▶ [YOUR GOAL] From the line containing "flowering tree in this photo." to the end of the listing, write out every line exactly; leave out everything else.

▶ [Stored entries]
————————

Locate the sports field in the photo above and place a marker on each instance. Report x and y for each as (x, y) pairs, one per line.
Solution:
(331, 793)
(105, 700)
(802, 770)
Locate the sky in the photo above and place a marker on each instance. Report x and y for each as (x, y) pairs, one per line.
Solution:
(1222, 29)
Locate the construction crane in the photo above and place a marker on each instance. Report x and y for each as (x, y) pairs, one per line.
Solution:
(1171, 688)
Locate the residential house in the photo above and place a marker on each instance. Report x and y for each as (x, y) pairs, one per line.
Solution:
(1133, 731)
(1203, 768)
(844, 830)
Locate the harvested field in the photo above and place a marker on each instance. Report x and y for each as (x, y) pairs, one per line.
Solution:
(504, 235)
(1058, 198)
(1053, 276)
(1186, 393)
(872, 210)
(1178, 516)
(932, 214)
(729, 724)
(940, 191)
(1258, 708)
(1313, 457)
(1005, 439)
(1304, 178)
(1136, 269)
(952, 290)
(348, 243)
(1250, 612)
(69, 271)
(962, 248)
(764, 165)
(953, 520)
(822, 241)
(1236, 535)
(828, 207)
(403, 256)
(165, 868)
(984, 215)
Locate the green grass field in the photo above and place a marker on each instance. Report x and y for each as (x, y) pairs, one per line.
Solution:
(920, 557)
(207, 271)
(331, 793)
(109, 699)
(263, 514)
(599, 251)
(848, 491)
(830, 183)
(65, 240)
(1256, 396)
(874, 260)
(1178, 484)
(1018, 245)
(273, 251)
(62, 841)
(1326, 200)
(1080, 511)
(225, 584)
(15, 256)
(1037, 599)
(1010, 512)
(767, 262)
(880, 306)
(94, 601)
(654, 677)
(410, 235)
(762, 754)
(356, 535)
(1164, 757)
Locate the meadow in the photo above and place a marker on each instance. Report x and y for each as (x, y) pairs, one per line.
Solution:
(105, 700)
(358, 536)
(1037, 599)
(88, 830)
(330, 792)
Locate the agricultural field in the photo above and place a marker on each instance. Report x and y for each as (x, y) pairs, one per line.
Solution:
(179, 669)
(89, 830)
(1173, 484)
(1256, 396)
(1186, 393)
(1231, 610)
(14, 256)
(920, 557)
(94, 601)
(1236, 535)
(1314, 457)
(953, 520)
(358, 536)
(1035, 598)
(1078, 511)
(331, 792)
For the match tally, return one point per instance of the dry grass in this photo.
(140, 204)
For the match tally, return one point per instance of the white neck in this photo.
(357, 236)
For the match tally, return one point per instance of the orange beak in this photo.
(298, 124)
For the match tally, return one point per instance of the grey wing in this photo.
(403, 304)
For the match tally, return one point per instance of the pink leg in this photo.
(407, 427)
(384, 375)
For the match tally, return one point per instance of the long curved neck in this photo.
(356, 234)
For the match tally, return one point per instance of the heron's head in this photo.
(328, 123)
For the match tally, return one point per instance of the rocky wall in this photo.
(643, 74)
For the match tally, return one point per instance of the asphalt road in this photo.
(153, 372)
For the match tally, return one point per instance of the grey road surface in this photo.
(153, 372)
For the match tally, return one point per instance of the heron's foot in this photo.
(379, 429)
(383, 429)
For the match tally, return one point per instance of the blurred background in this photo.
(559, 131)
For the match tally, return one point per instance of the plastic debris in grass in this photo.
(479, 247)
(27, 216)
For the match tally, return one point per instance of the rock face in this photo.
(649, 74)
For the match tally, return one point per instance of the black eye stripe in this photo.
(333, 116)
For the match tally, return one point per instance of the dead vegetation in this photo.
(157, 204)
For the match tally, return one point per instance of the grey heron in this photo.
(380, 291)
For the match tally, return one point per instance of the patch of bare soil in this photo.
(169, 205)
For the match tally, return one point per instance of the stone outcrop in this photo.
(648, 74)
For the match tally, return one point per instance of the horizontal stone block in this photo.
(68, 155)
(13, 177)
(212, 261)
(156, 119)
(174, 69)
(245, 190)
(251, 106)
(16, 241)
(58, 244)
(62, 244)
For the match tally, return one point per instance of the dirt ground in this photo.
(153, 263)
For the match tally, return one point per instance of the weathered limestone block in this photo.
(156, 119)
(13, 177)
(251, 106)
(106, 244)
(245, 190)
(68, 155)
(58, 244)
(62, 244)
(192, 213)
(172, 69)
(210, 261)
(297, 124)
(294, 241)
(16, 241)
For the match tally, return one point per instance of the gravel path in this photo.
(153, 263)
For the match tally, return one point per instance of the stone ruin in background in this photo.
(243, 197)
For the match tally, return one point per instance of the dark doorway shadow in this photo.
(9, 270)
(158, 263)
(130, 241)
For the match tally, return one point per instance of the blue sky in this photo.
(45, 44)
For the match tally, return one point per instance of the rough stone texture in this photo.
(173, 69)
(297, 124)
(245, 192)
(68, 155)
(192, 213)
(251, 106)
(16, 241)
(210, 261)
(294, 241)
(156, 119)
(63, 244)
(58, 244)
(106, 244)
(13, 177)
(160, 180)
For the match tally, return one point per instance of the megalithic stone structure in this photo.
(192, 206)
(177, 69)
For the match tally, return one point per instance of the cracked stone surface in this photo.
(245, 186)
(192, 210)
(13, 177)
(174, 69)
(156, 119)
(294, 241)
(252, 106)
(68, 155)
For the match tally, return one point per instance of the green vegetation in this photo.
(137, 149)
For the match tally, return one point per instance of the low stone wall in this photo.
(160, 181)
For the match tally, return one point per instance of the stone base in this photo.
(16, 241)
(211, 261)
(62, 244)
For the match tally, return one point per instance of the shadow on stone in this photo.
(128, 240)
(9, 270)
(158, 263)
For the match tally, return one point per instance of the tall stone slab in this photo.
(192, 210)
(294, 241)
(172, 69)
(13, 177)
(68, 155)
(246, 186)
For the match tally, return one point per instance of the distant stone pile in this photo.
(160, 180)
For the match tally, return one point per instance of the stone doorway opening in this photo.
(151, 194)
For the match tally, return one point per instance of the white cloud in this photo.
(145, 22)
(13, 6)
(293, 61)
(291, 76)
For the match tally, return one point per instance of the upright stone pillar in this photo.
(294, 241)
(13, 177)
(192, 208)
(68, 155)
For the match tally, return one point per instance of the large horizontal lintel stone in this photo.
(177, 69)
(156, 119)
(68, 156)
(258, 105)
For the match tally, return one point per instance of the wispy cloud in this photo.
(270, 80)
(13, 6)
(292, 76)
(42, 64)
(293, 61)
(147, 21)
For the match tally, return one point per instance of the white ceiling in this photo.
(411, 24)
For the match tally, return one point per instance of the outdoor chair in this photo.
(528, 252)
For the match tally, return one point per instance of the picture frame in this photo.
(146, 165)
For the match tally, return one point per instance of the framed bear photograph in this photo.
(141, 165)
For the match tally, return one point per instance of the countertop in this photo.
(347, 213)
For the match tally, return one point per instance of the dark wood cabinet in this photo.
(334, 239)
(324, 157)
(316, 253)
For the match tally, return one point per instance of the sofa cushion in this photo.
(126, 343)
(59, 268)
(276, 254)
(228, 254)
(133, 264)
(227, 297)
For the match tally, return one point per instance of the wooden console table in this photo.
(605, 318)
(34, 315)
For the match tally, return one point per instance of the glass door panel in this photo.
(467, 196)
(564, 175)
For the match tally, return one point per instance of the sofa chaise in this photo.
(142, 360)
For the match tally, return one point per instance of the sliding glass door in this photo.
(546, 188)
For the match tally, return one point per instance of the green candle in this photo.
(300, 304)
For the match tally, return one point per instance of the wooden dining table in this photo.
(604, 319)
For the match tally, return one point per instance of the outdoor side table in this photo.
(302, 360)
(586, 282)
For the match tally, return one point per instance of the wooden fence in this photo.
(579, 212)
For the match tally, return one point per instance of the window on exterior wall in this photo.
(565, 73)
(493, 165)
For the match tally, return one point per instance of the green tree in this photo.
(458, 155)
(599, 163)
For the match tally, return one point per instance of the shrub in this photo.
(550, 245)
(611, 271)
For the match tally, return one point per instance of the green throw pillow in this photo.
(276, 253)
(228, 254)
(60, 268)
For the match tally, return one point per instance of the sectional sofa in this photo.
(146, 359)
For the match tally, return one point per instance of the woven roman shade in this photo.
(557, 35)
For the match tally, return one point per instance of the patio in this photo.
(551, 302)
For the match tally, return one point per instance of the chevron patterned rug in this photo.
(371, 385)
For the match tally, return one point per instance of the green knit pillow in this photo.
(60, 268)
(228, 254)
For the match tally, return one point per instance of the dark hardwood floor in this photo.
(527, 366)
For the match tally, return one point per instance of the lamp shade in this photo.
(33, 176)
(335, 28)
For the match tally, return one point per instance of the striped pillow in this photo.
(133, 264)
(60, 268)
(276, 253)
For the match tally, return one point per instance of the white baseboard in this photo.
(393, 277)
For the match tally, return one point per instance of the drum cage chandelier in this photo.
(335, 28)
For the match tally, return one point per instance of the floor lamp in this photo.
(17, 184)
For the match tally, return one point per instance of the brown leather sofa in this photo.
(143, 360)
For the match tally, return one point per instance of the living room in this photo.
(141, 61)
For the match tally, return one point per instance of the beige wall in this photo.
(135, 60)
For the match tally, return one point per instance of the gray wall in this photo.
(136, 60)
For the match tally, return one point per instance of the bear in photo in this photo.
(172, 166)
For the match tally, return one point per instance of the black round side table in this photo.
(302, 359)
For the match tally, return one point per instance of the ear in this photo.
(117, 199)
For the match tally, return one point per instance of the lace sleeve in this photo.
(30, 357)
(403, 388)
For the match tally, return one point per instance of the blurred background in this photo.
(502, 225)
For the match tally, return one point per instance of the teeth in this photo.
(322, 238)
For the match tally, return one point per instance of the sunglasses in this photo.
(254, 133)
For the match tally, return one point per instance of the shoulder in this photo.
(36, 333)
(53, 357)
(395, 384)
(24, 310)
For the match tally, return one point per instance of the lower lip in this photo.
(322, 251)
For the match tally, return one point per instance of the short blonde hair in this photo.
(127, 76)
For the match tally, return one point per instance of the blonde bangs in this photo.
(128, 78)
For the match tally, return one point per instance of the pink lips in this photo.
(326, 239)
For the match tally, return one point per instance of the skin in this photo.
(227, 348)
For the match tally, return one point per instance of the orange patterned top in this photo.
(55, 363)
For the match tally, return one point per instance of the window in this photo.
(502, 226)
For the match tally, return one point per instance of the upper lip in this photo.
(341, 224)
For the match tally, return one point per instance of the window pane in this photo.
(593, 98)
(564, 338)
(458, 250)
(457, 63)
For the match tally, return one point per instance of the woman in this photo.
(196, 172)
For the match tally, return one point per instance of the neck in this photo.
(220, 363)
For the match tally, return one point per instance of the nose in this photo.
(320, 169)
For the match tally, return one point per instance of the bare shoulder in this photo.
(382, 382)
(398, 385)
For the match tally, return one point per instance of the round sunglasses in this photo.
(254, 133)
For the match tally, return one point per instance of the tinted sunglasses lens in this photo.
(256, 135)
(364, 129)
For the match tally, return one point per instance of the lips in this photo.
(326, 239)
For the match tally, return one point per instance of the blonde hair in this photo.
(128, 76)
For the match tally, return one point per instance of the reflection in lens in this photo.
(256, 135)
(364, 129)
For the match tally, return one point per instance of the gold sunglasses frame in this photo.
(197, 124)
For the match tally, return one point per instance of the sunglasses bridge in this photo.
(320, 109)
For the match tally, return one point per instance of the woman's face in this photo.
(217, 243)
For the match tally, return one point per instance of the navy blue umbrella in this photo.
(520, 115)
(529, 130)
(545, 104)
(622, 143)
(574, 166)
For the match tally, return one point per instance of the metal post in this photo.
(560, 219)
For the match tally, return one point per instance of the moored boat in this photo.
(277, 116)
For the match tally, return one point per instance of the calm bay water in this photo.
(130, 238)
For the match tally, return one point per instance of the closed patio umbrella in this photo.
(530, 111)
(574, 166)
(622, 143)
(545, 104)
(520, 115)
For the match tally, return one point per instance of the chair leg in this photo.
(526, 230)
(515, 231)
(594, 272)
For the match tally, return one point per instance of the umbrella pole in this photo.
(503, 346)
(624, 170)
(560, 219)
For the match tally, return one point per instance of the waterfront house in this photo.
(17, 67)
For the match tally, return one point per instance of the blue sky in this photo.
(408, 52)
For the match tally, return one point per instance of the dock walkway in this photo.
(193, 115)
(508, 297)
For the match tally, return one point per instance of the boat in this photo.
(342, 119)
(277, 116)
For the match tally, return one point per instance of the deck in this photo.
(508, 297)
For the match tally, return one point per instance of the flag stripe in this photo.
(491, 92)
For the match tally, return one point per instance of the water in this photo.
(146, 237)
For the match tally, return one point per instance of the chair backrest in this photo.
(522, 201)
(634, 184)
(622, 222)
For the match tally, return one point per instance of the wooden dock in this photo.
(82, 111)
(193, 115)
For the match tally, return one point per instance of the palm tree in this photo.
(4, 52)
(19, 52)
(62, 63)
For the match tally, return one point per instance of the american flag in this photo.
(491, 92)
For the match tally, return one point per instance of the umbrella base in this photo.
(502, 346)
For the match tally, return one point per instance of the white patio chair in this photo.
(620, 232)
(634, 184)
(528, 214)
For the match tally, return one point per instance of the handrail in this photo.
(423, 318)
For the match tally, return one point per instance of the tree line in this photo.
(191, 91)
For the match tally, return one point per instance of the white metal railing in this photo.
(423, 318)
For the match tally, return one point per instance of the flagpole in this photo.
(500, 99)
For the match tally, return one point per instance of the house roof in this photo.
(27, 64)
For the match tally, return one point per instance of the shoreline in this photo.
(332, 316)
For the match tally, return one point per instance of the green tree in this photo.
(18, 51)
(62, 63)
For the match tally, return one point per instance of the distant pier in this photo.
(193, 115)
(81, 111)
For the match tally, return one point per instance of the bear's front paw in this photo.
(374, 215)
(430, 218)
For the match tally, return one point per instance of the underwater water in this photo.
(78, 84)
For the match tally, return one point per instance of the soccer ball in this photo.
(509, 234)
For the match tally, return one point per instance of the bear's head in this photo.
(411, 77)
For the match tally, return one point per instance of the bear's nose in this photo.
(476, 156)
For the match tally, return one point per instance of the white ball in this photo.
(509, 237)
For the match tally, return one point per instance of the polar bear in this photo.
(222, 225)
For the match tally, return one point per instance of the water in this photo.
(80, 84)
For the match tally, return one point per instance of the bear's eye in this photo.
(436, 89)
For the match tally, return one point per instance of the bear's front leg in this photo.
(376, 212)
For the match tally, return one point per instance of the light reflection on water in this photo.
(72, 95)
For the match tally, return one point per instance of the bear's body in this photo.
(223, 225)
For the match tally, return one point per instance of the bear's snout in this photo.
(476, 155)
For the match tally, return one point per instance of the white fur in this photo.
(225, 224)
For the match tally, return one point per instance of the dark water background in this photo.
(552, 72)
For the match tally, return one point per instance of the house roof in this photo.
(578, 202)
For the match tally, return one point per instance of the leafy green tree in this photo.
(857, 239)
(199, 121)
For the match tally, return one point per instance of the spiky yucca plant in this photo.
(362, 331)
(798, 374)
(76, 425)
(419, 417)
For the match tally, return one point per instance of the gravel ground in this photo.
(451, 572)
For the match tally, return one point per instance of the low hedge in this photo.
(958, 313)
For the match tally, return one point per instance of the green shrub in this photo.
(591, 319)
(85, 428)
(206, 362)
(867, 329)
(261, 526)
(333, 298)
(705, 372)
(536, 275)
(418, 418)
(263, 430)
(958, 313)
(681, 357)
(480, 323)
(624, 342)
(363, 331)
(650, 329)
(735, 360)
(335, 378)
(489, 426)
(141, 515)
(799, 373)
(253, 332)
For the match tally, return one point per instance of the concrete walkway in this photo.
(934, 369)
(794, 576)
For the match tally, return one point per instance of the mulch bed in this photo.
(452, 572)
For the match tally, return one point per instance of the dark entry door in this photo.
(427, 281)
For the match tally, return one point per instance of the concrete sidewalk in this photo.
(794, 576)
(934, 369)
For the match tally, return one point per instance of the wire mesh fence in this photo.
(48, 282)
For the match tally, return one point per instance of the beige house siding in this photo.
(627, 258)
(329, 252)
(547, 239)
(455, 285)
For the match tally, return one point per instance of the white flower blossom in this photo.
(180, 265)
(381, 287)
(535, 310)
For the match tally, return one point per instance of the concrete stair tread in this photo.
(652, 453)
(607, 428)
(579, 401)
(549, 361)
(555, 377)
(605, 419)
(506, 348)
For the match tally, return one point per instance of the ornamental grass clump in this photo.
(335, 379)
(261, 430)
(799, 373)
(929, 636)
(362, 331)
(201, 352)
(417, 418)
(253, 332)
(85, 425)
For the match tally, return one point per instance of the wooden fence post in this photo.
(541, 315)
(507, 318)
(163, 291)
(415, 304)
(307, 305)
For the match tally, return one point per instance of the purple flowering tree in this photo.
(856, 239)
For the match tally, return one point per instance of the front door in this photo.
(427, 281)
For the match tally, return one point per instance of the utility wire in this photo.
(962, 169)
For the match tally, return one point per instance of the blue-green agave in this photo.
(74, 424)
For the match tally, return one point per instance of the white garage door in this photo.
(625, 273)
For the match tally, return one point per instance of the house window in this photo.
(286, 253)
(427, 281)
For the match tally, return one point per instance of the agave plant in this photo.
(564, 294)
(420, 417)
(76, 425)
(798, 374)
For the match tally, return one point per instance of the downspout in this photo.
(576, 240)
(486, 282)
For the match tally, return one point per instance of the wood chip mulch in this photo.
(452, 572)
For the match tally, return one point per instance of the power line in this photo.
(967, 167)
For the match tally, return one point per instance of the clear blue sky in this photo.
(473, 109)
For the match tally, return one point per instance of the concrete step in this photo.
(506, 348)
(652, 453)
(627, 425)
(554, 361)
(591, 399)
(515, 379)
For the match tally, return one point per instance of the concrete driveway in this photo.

————————

▶ [WRITTEN ANSWER]
For the match tally, return one point per instance of the purple flowering tree in this photo.
(856, 239)
For the match tally, return one point per instance of the front door in this photo.
(427, 281)
For the match tally, return one point per instance of the utility wire in this photo.
(962, 169)
For the match tally, return one point per instance of the blue-green agave in this photo.
(74, 424)
For the match tally, return one point per instance of the white garage door in this photo.
(625, 273)
For the match tally, return one point per instance of the house window in this photo.
(286, 253)
(427, 281)
For the match tally, return one point per instance of the agave plant in this photo.
(564, 294)
(420, 417)
(76, 425)
(798, 374)
For the match tally, return one point per instance of the downspout in this photo.
(576, 240)
(486, 282)
For the match tally, return one point per instance of the wood chip mulch in this photo.
(452, 572)
For the match tally, return one point per instance of the power line in this photo.
(967, 167)
For the match tally, return one point per instance of the clear blue sky in this photo.
(473, 109)
For the match tally, return one point per instance of the concrete step in this photo.
(506, 348)
(652, 453)
(627, 425)
(554, 361)
(591, 399)
(515, 379)
For the match tally, return one point per instance of the concrete driveway in this photo.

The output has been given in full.